:: WHAT TO WORK ON ::
Rewrite the review of The Empty House starting at "Filled with moody" and ending at "to the storytelling.", replacing "decorator" with "interior designer".

:: EXTRACT ::
--- START ---
In the town of Blairsville sits an empty house. Julie, a young designer, has just arrived for a big-money job before her baby is born, but not all is right with the couple who called her here.

Filled with moody aesthetics and uneasy tension, The Empty House is a Rondo Hatton award-nominated film that is a must-watch for those who enjoy a visually powerful film with an equally charged message.

The film follows a pregnant young decorator who attends the house of a client. She is frazzled due to her lateness, yet despite the tension between her and her employers, she decides to stay the night. At the mercy of her clients’ mysterious and strange behavior, she will soon face the full front of their deep-rooted secret.

Since there are few moral heroes in this narrative, we must find them in regards to the storytelling.

The cinematography was a personal favorite, with a rather modern Dracula-like vibe — intense shadows and blank rooms leaving plenty of space for the ongoing tension and suspense throughout the film.
--- END ---
:: DATA FOR ANALYSIS ::
--- START ---
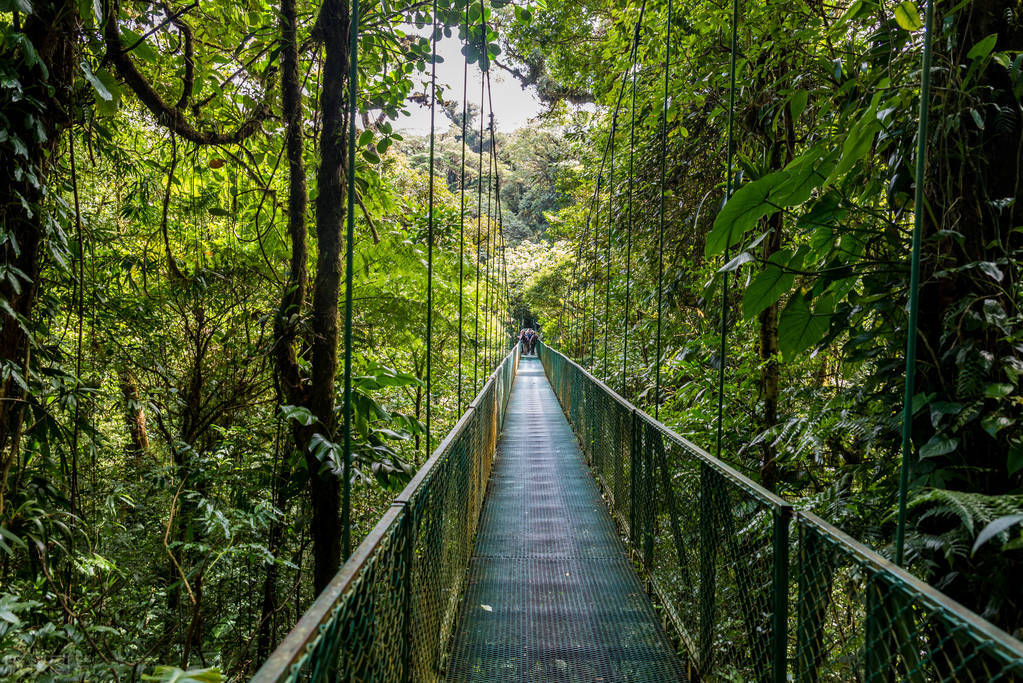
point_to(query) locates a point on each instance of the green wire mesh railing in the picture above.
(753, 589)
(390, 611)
--- END ---
--- START ---
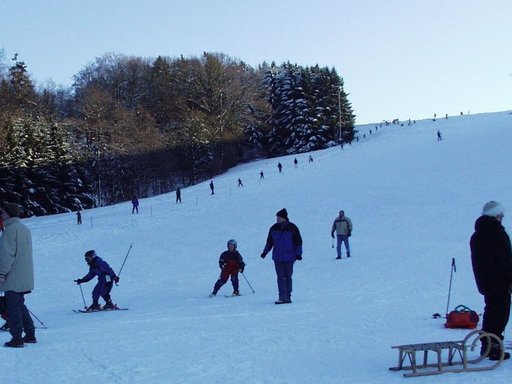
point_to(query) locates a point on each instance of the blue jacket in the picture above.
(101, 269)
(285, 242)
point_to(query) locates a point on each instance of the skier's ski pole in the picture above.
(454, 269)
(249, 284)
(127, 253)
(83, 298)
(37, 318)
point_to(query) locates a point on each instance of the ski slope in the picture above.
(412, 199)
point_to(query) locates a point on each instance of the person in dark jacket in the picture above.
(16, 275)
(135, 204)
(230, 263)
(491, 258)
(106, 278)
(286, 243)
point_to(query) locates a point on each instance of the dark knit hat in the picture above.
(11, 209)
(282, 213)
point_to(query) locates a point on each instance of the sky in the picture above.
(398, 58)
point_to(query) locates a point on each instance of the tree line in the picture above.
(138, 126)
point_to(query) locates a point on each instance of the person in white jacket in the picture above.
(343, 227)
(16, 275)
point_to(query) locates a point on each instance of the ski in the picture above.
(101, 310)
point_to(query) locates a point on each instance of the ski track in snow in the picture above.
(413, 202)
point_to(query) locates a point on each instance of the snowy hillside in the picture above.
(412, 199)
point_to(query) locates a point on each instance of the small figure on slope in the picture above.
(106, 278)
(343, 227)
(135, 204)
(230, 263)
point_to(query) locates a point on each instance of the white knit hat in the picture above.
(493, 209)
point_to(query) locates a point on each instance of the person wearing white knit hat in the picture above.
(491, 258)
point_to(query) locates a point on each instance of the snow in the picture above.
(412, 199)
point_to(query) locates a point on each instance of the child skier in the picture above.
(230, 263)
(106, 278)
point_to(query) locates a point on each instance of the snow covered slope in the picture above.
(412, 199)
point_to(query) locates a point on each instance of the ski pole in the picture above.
--- END ---
:: OUTPUT OF THE EXERCISE ::
Filled with moody aesthetics and uneasy tension, The Empty House is a Rondo Hatton award-nominated film that is a must-watch for those who enjoy a visually powerful film with an equally charged message.

The film follows a pregnant young interior designer who attends the house of a client. She is frazzled due to her lateness, yet despite the tension between her and her employers, she decides to stay the night. At the mercy of her clients’ mysterious and strange behavior, she will soon face the full front of their deep-rooted secret.

Since there are few moral heroes in this narrative, we must find them in regards to the storytelling.